GIVEN TEXT:
== Segment start ==

How do we increase vaccination coverage for all ages with a system almost exclusively designed for newborns and babies?
This blog post is part of a series about the WHO Scholar programme’s webinar series in May and June 2019 about reducing inequities and improving coverage for immunization. Learn more and register for the webinars…
GENEVA, 15 May 12019 (The Geneva Learning Foundation) – Over 2,200 immunization professionals from 96 countries registered to participate in the World Health Organization Scholar programme’s first open webinar series on reducing inequities and improving coverage for immunization. The inaugural webinar led by WHO’s Samir Sodha focused on immunization in the second year of life (2YL).
Introducing the series, the World Health Organization’s Diane Chang Blanc reminded participants of the pledge that all individuals and communities should enjoy lives free from vaccine-preventable diseases. “That was part of the vision for the Decade of Vaccines,” she explained. “As we move into the next decade, we want to achieve that collectively as a global community.”
790 Scholars from 37 countries were in attendance, with a third connecting from the district level. 300 of them have been selected by the World Health Organization to participate in the first cohort of the WHO Scholar Level 2 certification in reducing inequities and improving coverage.

== Segment end ==

Resume the post on the WHO Scholar immunization webinar series, starting after its final sentence. The data that follows comes from a separate source unrelated to this text.

RECORDS PROVIDED:

== Segment start ==

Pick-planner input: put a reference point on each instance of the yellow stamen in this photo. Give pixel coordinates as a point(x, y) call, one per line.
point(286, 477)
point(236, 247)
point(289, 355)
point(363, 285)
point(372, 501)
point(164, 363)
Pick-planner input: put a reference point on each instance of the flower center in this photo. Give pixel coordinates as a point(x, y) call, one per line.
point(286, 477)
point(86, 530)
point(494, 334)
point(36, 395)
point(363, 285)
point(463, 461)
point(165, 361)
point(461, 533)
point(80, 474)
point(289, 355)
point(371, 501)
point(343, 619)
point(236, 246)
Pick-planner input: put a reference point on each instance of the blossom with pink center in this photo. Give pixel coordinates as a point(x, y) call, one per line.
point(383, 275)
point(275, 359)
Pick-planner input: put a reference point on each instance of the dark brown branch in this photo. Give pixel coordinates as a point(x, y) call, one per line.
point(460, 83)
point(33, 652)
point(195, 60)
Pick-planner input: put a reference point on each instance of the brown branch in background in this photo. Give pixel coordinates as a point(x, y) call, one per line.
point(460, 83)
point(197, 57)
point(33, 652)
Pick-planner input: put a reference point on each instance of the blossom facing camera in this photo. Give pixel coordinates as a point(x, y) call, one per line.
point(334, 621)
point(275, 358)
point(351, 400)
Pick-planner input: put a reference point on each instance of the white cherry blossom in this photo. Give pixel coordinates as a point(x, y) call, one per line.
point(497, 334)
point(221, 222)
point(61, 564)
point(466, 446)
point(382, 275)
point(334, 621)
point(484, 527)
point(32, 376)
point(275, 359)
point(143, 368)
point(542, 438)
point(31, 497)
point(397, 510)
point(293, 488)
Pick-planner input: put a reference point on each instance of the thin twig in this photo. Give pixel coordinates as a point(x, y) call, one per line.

== Segment end ==

YOUR RESPONSE:
By 6 July 2019, this cohort will create hundreds of peer-reviewed, context-specific action plans to improve immunization outcomes, helping to transform WHO guidelines into action.
WHO Technical Officer Samir Sodha explained: “Today’s immunization system is currently almost exclusively designed for a one year old population. We can offer vaccines to a multiple-age population (newborns, pregnant women seniors). But, for each population, we need to develop unique strategies and platforms to get to them.”
Establishing and strengthening immunization in the second year of life offers a first step to establishing a life course approach for immunization “as it doesn’t necessarily require a new platform.” Nevertheless, Samir cautions that expanding coverage to the second year of life is not necessarily straightforward and requires a system-wide approach.